== Given records ==

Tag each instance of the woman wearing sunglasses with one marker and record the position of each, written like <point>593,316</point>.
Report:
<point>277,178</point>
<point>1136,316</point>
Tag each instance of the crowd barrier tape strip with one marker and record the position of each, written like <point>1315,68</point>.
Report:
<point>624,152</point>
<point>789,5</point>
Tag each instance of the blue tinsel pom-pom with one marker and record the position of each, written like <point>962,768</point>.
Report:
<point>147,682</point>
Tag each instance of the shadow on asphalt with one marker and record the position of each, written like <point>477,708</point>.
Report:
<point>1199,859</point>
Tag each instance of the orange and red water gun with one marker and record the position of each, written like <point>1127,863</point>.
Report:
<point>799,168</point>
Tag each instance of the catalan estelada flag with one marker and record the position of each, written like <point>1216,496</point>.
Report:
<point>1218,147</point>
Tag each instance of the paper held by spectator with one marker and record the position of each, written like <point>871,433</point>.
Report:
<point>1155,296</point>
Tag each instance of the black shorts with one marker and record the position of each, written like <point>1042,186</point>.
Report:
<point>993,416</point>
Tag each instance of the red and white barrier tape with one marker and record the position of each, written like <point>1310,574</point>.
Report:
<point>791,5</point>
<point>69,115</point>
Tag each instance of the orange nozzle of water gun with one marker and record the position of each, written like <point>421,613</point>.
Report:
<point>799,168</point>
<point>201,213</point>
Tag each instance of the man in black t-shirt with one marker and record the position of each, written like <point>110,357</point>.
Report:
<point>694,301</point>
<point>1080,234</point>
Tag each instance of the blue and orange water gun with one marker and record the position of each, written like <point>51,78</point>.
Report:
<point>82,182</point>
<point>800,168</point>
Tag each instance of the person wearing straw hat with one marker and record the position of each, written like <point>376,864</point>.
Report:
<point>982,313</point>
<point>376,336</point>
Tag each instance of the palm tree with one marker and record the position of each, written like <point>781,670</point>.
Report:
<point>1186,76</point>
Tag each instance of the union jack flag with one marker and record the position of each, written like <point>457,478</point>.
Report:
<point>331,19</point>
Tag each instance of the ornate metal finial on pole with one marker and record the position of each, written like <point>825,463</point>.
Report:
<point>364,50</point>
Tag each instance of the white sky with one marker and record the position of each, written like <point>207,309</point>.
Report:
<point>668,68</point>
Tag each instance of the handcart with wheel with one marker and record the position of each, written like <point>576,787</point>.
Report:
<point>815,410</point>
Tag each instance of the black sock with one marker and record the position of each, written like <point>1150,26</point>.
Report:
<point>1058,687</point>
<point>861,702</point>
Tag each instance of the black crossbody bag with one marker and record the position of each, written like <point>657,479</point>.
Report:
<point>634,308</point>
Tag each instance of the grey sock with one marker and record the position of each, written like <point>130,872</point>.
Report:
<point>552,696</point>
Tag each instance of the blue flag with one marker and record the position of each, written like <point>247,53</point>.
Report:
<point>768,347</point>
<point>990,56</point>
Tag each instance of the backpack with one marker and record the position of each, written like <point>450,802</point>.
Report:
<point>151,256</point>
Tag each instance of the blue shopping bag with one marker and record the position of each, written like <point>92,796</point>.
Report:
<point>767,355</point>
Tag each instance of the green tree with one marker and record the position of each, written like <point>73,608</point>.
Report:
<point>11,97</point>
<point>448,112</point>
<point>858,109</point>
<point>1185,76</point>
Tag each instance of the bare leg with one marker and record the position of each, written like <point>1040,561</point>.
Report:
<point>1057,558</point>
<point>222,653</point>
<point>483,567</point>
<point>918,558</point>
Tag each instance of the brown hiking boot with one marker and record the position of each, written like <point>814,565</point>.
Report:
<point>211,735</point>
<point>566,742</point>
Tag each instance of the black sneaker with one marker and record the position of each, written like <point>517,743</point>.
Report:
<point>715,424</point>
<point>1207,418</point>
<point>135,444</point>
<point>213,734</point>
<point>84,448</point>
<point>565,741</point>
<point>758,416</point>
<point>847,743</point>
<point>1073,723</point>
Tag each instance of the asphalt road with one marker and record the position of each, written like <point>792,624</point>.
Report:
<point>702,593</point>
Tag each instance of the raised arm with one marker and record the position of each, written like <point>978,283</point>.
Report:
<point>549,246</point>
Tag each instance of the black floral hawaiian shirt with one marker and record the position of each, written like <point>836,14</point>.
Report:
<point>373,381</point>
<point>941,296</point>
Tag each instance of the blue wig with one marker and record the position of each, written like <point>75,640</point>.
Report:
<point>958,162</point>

---

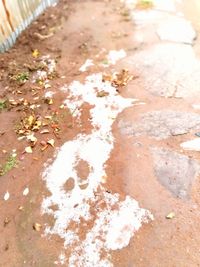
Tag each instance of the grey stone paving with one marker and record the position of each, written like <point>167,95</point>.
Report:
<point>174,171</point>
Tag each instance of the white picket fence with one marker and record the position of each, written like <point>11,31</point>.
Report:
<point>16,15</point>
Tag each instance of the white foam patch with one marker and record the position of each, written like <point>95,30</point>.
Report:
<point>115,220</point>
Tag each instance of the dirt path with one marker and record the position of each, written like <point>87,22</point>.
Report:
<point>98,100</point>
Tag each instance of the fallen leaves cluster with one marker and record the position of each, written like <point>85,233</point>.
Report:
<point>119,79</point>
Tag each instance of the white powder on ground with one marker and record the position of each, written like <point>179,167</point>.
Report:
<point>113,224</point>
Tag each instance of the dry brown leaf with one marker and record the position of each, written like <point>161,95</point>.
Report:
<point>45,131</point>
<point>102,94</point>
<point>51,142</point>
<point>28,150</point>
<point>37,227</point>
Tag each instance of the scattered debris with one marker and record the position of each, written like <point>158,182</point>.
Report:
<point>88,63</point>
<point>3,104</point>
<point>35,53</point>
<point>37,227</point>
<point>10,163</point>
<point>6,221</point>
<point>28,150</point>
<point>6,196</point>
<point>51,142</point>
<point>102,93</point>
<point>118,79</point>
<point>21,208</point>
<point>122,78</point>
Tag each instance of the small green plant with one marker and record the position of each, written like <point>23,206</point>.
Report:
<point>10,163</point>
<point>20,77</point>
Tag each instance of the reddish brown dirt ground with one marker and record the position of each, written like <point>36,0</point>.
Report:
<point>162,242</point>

== Work item ==
Show the lines in the entries above that include the string "wearing".

== Completed task ==
Tag each instance of the woman wearing sunglasses with one marker and record the position of each, written like <point>593,316</point>.
Tag each instance of the person wearing straw hat with one marker and record the position of each, written like <point>376,864</point>.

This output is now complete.